DOCUMENT EXCERPT:

About local adjustments

The controls in the image adjustment tabs of Camera Raw affect the color and tone of an entire photo. To adjust a specific area of a photo (or make local adjustments, such as dodging or burning) use the Adjustment Brush tool and the Graduated Filter tool  in Camera Raw.

With the Adjustment Brush tool, you can selectively apply Exposure, Brightness, Clarity, and other adjustments by “painting” them onto the photo.

With the Graduated Filter tool, you can apply the same types of adjustments gradually across a region of a photo. You can make the region as wide or as narrow as you like.

You can apply both types of local adjustments to any photo. You can synchronize local adjustment settings across multiple selected images. You can also create local adjustment presets so that you can quickly reapply an effect you use frequently.

Getting local adjustments “right” in Camera Raw takes some experimentation. The recommended workflow is to select a tool and specify its options, and then apply the adjustment to the photo. Then you can go back and edit that adjustment, or apply a new one.

As with all other adjustments applied in Camera Raw, local adjustments are nondestructive. They are never permanently applied to the photo. Local adjustments are saved with an image in an XMP sidecar file or in the Camera Raw database, depending on what’s specified in Camera Raw preferences.

[A block of data]
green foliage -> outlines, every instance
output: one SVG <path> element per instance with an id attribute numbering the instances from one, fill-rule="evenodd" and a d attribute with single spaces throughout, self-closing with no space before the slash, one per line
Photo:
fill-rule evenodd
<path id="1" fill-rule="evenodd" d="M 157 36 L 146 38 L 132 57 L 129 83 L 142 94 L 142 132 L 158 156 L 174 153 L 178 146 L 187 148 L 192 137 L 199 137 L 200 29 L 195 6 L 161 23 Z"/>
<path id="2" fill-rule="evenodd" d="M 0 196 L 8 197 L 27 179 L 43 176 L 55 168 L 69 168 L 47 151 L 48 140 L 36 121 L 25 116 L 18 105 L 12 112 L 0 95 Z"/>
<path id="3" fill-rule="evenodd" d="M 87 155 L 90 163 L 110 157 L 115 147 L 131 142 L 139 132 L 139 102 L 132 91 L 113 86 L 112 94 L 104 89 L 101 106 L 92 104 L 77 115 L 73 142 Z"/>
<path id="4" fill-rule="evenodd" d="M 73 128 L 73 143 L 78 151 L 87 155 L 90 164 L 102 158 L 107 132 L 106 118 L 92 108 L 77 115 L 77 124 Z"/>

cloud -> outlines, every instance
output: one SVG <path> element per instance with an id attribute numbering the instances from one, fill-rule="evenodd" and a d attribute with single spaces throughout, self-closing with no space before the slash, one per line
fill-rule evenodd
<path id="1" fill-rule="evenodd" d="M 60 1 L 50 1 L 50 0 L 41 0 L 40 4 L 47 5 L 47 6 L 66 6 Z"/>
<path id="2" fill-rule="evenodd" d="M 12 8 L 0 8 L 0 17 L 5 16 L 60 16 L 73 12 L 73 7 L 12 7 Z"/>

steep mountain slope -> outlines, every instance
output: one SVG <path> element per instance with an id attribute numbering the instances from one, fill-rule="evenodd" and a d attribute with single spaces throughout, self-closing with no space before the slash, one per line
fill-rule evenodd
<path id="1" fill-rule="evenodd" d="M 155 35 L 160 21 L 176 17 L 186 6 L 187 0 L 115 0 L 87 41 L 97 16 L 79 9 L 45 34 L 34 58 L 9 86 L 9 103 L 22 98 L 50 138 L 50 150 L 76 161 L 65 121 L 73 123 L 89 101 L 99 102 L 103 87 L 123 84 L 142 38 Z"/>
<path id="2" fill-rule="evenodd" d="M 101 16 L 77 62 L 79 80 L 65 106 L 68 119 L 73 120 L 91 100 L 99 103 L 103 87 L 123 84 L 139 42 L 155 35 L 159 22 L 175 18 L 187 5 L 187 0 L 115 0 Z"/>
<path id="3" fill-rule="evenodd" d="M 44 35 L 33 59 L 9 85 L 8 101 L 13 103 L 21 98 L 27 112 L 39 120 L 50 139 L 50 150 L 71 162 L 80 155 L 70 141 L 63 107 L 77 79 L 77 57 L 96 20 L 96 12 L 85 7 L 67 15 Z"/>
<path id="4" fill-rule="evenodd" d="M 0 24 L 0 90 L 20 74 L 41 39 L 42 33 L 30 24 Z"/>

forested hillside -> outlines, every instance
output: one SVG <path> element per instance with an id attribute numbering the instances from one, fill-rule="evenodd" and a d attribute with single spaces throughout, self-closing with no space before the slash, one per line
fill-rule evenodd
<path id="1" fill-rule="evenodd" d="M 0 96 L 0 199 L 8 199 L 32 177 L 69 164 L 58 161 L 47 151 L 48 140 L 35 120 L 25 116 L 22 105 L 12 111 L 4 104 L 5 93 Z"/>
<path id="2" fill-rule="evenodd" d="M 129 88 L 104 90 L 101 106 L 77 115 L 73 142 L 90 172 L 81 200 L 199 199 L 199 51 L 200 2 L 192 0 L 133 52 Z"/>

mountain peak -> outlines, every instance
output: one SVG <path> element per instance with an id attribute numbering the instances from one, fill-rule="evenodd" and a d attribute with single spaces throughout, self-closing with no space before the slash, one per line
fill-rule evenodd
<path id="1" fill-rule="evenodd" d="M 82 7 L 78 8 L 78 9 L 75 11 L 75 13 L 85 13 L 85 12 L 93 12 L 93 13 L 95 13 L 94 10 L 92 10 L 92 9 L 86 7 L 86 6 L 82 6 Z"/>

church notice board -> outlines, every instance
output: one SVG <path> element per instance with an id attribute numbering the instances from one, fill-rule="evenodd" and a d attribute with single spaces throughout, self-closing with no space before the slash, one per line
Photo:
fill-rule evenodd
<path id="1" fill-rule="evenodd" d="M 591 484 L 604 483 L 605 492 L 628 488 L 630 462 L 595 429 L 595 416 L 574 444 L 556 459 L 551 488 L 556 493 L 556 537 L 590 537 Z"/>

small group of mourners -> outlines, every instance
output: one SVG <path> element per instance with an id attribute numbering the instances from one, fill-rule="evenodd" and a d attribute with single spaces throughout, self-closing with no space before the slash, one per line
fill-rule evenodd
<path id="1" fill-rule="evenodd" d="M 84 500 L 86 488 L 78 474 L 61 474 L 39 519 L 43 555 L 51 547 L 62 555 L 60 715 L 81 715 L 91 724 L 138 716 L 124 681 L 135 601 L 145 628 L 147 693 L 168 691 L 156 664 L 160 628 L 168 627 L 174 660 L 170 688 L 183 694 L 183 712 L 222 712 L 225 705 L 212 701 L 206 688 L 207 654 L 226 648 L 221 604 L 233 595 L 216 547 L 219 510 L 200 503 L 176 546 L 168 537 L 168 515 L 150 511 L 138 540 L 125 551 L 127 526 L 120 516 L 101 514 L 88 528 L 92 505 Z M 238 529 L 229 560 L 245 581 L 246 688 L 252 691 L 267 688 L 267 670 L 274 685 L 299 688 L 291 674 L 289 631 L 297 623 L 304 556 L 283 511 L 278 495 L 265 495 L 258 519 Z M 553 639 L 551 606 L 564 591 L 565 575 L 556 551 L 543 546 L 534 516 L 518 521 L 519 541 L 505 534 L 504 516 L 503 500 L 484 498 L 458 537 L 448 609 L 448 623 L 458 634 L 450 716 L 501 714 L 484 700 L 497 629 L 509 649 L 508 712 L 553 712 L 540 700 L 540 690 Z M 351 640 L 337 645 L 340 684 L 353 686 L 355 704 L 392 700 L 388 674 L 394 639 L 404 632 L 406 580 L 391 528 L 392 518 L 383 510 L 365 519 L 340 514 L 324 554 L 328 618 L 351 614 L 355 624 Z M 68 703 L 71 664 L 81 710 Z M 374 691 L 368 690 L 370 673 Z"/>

TASK INSTRUCTIONS:
#1 List the adjustments that the text on Camera Raw local adjustments names as ones the Adjustment Brush tool can apply.
#2 According to the text on Camera Raw local adjustments, where are local adjustments saved with an image?
#3 Pick up the text on Camera Raw local adjustments after its last sentence and write a continuation.
The rows are not needed.

RESPONSE LIST:
#1 Exposure, Brightness, Clarity

#2 In an XMP sidecar file or in the Camera Raw database, depending on what's specified in Camera Raw preferences.

#3
Video | Creating natural-looking exposures

Video | Creating natural-looking exposures
Photoshop Principal Product Manager Bryan O'Neil Hughes explains how to adjust exposure to balance subject and background in this episode of Photoshop Playbook.
Bryan O'Neil Hughes

Apply local adjustments with the Adjustment Brush tool in Camera Raw

  1. Select the Adjustment Brush tool  from the toolbar (or press K).

    Camera Raw opens the Adjustment Brush tool options under the Histogram and sets the mask mode to New.

  2. Choose the type of adjustment you want to make in the Adjustment Brush tool options by dragging an effects slider.

    Note:

    The effects that are available depend on whether you are working in Process Version 2012, 2010, or 2003, as noted. To update a photo to PV2012, click the exclamation-point icon in the lower-right corner of the image preview.

    Temp

    Adjusts the color temperature of an area of the image, making it warmer or cooler. A graduated filter temperature effect can improve images captured in mixed-lighting conditions.

    Tint

    Compensates for a green or magenta color cast.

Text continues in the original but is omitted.